**Problems to work on:**
(1) In the forum post about degenerate tetrahedral elements in ANSYS, which command does the writer recommend for converting degenerate 95 tets to 92 tets?
(2) Continue the forum post about degenerate tetrahedral elements in ANSYS, starting after its last sentence.

**Supplied text:**
[BEGIN]

I am not well-versed in the intricacies of conjugate gradient solvers, but the fact that the nonzeros in the preconditioned matrix differs between the two cases and that the total iterations differ leads me to believe that even the PCG solver isn't "seeing" the same matrices for 95 tets and 92 tets -- the nonzeros of the [K] matrix are the same, of course, but I think that ANSYS feeds the PCG solver more zeros in one instance (95 tets) to account for the extra 10 nodes that are collapsed in degenerate form. Note that solution time for PCG solver is shorter for 92 tets, too, as I mentioned above.

So what's the bottom line? Use TCHG whenever possible to convert degenerate 95 tets to 92 tets for faster solution times. Maybe it would be great if this was done internally by ANSYS, but I can't really complain since the PCG solver rocks.

Of course, if one was more bored than I am, one could run cases of mixed 95 hex and pent with 92/95 tets or with other element types, etc., but I am quite sure one would come to the same conclusions. This behavior of 95 tets is stuff I've seen "in general" in the past quite often. I believe a similar situation exists for SOLID186 & 187 tets.

[END]

**Data provided:**
[BEGIN]

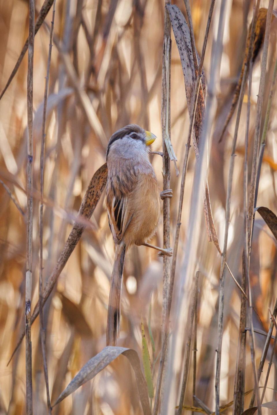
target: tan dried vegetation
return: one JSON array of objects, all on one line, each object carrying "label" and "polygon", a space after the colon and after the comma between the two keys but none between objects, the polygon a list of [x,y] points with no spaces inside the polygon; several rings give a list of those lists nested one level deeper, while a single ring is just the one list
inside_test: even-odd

[END]

**The replies:**
(1) TCHG

(2)
Anyways, I hope that this might've explained *why* 95 tets run 'slower' than 92 tets and provided some data on this. It's those pesky 50% of nodes (10 collapsed nodes/element) which like to hang around the stiffness matrix and take up valuable real estate. It's kinda analogous to the fact that I can remember every Simpsons episode verbatim but can't recall simple beam equations w/o looking them up in Roark & Young. I have no idea why my brain is cluttered with worthless knowledge, and I can't explain why the stiffness matrix has contributions from collapsed nodes of degenerate elements.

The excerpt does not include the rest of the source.